Reproduce this listing in full.

Exercise data:
+ + + + + + +

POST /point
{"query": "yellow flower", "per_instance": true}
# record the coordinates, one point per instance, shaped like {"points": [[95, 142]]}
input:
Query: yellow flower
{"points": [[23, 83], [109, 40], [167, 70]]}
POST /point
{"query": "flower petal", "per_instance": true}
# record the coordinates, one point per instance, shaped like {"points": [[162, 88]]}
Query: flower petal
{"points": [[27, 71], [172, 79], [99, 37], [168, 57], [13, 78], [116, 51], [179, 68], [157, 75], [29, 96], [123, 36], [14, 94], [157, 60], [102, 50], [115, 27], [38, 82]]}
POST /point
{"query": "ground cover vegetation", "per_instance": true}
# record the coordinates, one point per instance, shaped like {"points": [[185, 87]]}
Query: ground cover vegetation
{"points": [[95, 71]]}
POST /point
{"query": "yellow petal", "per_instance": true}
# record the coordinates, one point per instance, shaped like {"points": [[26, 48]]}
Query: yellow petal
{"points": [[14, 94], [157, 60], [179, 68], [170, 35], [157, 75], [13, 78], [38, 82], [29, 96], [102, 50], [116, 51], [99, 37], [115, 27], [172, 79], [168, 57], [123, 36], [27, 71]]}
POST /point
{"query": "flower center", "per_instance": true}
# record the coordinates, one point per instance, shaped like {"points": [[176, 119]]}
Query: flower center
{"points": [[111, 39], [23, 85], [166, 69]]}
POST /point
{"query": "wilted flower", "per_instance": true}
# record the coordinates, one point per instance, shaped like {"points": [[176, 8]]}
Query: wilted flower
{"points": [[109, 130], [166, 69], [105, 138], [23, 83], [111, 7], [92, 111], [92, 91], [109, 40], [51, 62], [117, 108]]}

+ + + + + + +

Full output:
POST /point
{"query": "yellow flower", "per_instance": true}
# record the coordinates, one point per instance, shaped like {"points": [[95, 142]]}
input:
Query: yellow flower
{"points": [[23, 83], [109, 40], [167, 70]]}
POST /point
{"query": "flower petal", "per_instance": true}
# record the coordinates, one point per instance, shaped like {"points": [[162, 88]]}
Query: flower petal
{"points": [[27, 71], [172, 79], [99, 37], [168, 57], [13, 78], [116, 51], [179, 68], [157, 75], [29, 96], [123, 36], [14, 94], [157, 60], [102, 50], [115, 27], [38, 82]]}
POST /point
{"query": "ground cover vegetation", "per_instance": true}
# record the coordinates, one point per instance, shaped like {"points": [[185, 87]]}
Query: ground cover vegetation
{"points": [[95, 71]]}
POST /point
{"query": "yellow petal", "per_instance": true}
# record the coordinates, one point per instance, shaped like {"points": [[26, 48]]}
Query: yellow petal
{"points": [[14, 94], [157, 60], [179, 68], [170, 35], [157, 75], [13, 78], [38, 82], [29, 96], [102, 50], [116, 51], [99, 37], [115, 27], [172, 79], [168, 57], [123, 36], [27, 71]]}
POST /point
{"query": "flower center", "per_instance": true}
# record the coordinates, one point per instance, shaped like {"points": [[176, 119]]}
Query: flower center
{"points": [[111, 39], [23, 85], [166, 69]]}
POST /point
{"query": "wilted flower", "per_instance": true}
# record the coordinates, one point per instance, shaped like {"points": [[176, 8]]}
Query: wilted flower
{"points": [[109, 130], [166, 69], [105, 138], [23, 83], [111, 7], [92, 111], [92, 91], [109, 40], [51, 62], [117, 108]]}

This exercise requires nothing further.